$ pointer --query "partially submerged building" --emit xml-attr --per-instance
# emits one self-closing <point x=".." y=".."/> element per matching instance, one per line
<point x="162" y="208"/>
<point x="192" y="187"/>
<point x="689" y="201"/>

EXERCISE PROMPT: Rewrite the rows, replacing "partially submerged building" with "flooded building" and leaving everything else unchanged.

FINISHED TASK:
$ pointer --query "flooded building" --emit xml-attr --per-instance
# emits one self-closing <point x=".." y=".."/> element per matching instance, one per line
<point x="162" y="208"/>
<point x="192" y="187"/>
<point x="689" y="201"/>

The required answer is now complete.